Ce n’est pas moi qui fait de Chavez un mythe, c’est le peuple
vénézuélien. Le même jour oú a été publié mon article El Pais, quotidien
espagnol, titrait : « le mythe de Chavez comble son vide ». Dire de quelqu'un
qu’il entre dans la mythologie, la mythologie latino-américaine, humble,
pittoresque, touchante, ne veut pas dire “Louez-le ou censurez le, acquittez-le
ou condamnez-le”, cela signifie : reconnaître le poids de sa présence dans
l'imaginaire collectif. J'ai parlé d'Eva Peron, de Pedro Paramo, de Frida
Kahlo. Chavez n'appartient pas à la bande dessinée, mais á l'histoire
latino-américaine et avec sa mort il peut rejoindre d’autres mythes comme José
Gregorio Hernandez, Santa Muerte, Che Guevara ou José Alfredo Jimenez (1). Une
mythologie dans laquelle n’entreront pas Uribe, Menem ou un patron de
multinationale.
OROZCO - En
bref, vous êtes un doctrinaire du chavinisme...

*Consigne*:
Recopiez le passage du texte source qui va de « Ce n’est pas » à « multinationale. », en substituant « légende » à « mythologie ». Ces lignes n'ont aucun rapport avec le texte source.

*Lignes extraites*:
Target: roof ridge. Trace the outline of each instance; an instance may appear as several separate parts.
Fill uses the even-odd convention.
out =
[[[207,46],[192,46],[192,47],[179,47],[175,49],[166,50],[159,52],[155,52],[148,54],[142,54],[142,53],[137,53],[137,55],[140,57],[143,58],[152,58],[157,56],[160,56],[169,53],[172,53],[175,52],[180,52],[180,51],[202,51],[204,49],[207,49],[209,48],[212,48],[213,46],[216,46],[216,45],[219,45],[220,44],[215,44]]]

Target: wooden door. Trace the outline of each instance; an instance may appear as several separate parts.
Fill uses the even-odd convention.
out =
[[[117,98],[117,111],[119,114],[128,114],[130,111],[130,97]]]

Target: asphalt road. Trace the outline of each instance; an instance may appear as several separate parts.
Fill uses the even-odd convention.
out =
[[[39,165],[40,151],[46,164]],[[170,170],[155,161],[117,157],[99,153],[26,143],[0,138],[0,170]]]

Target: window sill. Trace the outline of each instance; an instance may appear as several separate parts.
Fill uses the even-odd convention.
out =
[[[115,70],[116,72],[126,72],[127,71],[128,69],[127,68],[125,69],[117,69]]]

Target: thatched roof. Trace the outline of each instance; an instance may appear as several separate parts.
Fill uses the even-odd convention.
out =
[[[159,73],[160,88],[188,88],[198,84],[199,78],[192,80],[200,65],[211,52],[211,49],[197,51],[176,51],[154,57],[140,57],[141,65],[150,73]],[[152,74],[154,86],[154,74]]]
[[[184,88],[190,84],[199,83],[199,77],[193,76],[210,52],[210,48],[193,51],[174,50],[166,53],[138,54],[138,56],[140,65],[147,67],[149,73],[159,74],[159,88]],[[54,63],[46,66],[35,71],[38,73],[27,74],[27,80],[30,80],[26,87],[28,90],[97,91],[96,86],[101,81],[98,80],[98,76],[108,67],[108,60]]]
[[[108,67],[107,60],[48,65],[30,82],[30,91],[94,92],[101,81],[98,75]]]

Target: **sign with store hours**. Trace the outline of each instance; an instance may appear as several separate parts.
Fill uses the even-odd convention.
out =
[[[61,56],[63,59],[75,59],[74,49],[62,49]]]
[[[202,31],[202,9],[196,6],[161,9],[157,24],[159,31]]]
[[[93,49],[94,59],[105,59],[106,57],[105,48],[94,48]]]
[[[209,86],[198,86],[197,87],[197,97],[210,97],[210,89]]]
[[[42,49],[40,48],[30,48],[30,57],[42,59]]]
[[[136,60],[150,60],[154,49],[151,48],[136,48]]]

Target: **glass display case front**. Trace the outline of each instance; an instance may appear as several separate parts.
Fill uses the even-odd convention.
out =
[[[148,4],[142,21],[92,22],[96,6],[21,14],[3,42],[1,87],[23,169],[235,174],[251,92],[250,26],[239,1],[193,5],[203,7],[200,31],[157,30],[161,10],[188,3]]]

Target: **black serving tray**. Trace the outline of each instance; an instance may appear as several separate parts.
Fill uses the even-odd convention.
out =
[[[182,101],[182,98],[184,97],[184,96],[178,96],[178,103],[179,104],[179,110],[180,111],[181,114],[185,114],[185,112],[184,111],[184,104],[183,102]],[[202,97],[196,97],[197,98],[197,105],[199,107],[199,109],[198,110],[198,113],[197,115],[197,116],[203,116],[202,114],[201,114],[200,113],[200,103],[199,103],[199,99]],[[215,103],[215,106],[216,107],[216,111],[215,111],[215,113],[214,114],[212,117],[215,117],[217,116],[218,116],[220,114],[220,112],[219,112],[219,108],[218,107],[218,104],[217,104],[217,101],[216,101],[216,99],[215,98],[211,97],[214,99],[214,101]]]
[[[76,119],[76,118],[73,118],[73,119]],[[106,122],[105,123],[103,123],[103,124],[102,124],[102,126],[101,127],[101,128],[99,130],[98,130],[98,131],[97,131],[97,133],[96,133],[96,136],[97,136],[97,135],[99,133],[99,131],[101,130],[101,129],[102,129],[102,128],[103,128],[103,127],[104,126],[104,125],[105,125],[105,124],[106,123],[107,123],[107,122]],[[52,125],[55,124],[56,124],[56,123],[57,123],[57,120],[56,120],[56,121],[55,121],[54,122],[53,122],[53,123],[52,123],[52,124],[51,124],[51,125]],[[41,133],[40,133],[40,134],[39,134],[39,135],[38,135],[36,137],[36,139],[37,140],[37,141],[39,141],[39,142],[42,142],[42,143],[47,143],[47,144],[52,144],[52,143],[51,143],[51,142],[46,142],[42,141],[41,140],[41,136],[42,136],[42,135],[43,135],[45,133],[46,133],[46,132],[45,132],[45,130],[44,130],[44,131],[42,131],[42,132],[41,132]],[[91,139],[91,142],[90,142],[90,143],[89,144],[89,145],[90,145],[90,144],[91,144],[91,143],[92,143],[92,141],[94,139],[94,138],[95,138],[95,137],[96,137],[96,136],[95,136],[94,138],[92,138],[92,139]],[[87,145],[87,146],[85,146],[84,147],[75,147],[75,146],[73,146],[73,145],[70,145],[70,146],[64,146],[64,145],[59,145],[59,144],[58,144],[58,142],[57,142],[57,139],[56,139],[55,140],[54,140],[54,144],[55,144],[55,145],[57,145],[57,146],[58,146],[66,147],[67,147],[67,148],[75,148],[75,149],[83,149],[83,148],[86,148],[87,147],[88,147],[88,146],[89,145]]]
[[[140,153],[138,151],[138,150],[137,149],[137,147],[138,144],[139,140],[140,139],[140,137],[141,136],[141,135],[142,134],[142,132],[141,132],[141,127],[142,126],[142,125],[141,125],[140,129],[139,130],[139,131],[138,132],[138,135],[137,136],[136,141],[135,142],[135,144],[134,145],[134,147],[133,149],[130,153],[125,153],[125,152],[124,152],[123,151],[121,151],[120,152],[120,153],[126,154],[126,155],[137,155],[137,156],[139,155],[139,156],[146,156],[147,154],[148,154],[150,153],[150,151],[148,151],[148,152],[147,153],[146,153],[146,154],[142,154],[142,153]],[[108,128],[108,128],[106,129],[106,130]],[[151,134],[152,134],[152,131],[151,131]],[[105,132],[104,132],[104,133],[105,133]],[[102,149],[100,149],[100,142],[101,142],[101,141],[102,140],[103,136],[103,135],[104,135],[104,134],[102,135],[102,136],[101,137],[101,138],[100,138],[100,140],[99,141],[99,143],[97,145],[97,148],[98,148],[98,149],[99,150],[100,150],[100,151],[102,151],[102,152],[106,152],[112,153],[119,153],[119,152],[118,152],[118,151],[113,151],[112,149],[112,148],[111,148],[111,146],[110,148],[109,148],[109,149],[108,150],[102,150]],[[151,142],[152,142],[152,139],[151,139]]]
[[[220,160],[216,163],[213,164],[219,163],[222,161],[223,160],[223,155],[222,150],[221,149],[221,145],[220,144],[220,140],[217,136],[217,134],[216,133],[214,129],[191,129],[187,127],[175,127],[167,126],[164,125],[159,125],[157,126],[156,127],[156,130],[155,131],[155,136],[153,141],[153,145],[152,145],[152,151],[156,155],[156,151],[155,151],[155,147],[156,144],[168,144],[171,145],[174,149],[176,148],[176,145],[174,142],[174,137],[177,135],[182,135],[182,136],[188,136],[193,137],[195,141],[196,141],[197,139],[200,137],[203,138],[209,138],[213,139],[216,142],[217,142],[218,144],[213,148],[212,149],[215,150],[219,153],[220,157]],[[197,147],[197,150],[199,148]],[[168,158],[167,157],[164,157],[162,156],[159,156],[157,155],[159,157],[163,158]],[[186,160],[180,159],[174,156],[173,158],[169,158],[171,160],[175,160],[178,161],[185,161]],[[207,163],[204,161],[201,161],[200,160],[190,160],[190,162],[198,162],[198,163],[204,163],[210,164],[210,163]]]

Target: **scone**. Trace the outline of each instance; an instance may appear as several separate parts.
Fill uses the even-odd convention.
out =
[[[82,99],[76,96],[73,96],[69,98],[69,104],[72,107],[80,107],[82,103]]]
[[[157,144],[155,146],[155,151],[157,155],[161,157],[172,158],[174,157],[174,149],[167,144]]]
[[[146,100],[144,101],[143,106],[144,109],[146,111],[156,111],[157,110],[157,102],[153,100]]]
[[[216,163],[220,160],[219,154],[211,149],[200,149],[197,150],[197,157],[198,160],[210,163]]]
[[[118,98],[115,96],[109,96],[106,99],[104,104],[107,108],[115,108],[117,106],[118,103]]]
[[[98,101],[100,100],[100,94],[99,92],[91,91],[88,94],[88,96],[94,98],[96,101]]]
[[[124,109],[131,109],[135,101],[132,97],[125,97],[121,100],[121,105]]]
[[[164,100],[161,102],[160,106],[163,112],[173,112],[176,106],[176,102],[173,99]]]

*Réponse*:
Ce n’est pas moi qui fait de Chavez un mythe, c’est le peuple
vénézuélien. Le même jour oú a été publié mon article El Pais, quotidien
espagnol, titrait : « le mythe de Chavez comble son vide ». Dire de quelqu'un
qu’il entre dans la légende, la légende latino-américaine, humble,
pittoresque, touchante, ne veut pas dire “Louez-le ou censurez le, acquittez-le
ou condamnez-le”, cela signifie : reconnaître le poids de sa présence dans
l'imaginaire collectif. J'ai parlé d'Eva Peron, de Pedro Paramo, de Frida
Kahlo. Chavez n'appartient pas à la bande dessinée, mais á l'histoire
latino-américaine et avec sa mort il peut rejoindre d’autres mythes comme José
Gregorio Hernandez, Santa Muerte, Che Guevara ou José Alfredo Jimenez (1). Une
légende dans laquelle n’entreront pas Uribe, Menem ou un patron de
multinationale.